# YOUR OBJECTIVE
Every record needs to be restated word for word.

# ENTRIES SUPPLIED
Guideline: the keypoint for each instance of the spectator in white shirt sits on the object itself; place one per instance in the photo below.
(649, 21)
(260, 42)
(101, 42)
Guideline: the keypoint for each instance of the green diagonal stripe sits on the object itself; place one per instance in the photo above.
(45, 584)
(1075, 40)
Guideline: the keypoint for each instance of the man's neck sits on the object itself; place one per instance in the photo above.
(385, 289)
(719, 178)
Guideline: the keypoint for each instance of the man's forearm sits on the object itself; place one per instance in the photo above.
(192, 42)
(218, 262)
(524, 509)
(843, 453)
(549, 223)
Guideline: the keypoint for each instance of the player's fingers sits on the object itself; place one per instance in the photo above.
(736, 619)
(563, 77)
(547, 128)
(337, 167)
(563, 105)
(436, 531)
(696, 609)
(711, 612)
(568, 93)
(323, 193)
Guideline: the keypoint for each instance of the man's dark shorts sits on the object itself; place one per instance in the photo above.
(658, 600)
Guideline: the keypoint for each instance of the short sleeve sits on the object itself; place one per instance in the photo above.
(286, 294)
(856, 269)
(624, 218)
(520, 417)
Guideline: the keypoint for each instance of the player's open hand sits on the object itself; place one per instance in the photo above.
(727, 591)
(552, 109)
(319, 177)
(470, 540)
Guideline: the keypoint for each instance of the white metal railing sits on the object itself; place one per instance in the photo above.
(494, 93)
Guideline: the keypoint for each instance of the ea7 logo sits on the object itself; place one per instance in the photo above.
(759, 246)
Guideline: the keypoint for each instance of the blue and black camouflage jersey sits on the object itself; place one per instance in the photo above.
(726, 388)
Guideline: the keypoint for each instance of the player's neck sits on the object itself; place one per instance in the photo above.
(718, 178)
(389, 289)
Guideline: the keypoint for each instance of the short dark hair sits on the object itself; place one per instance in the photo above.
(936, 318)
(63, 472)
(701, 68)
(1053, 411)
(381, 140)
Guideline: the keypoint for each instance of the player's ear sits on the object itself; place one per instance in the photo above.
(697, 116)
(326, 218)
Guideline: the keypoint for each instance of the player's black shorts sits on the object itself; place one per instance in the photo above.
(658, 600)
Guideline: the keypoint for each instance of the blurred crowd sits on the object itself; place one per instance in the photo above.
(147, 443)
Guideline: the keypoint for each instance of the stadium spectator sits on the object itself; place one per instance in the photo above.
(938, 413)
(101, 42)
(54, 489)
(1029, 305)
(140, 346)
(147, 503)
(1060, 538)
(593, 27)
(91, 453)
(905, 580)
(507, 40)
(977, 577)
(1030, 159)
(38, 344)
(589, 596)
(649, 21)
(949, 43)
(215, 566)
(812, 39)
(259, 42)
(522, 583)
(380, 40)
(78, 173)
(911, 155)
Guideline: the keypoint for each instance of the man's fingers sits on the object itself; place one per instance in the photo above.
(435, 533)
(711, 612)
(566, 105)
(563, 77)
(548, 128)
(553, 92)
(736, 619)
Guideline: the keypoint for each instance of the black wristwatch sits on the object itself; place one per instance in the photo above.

# OUTPUT OF THE EXERCISE
Guideline: the keypoint for each instance of the spectator in white shirt sits on the object itself; place one per instance in the photo below.
(649, 21)
(260, 42)
(101, 42)
Guideline: the keypoint for each instance of the green diagonal stripe sits on the object itself; place one per instance in the photo above.
(45, 584)
(1075, 40)
Guideline: the keypoint for each instance of the man's neck sits on the object itself; place one per instance in the photo above.
(385, 289)
(719, 178)
Guideline: the keypoint for each instance of the man's forearm sits on the object itself; place one per instance in the photo above.
(192, 42)
(218, 262)
(524, 509)
(843, 453)
(549, 223)
Guideline: the keypoint for each instance of the player's fingers sits on the object itself; place one per instance in the photo above.
(736, 619)
(563, 77)
(547, 128)
(337, 167)
(563, 105)
(436, 531)
(696, 609)
(711, 612)
(568, 93)
(323, 193)
Guideline: the keypoint for each instance of the man's dark shorts sits on the object itself; place one per instance in the photo above.
(658, 600)
Guideline: the keypoint for each instance of the short sleeve sits on the object itself; place one per instance in the photo above.
(286, 294)
(856, 269)
(624, 218)
(520, 417)
Guideline: the keypoint for each instance of the player's open hand sits on the object itself; place one per instance in the photo above.
(727, 591)
(552, 109)
(319, 177)
(470, 540)
Guideline: the keypoint for each instance of the white metal railing sits on the object itself; place one per instance in the photo above.
(494, 93)
Guideline: the keypoint for each instance of the ea7 logo sits on the object itself; place one per instance in the photo above.
(759, 246)
Guideline: the keypoint for each instance of the blue and black camouflage jersey sits on the object itself; place one per instance in the photo above.
(726, 388)
Guideline: the keypoint for each instance of the player's neck sits on the object itself; place one per instance in the photo above.
(718, 178)
(389, 289)
Guideline: the keypoint for each instance of the short dark hair sits on the object itself; place one per instance in the photo above.
(936, 318)
(63, 472)
(701, 68)
(1053, 411)
(381, 140)
Guideline: the keypoint for each instance of the player's ear sits on the object itself; place one per instance in the photo above.
(697, 116)
(326, 218)
Guideline: the keypoint for each instance of the player's black shorts sits on the object itself; place one per instance in the photo above.
(658, 600)
Guideline: the keypoint for each instance of the blurred crowd sits on the object itself; place one per instance in the photo above.
(147, 443)
Guideline: the keypoint for each instance of the stadium spectator sits on the object itself; place one per instance in the photo above.
(938, 413)
(101, 42)
(54, 489)
(1029, 305)
(140, 346)
(147, 503)
(1060, 538)
(593, 27)
(91, 453)
(905, 580)
(507, 40)
(977, 577)
(1030, 159)
(38, 344)
(589, 596)
(649, 21)
(949, 43)
(215, 566)
(812, 39)
(259, 42)
(522, 583)
(380, 40)
(78, 173)
(911, 155)
Guideline: the keypoint for each instance of the man's fingers sits on the object itself; place one per instance in the photo above.
(435, 533)
(711, 612)
(566, 105)
(563, 77)
(548, 128)
(553, 92)
(736, 619)
Guideline: the keypoint for each instance of the black wristwatch sits on the object itself; place one per instance in the photo above.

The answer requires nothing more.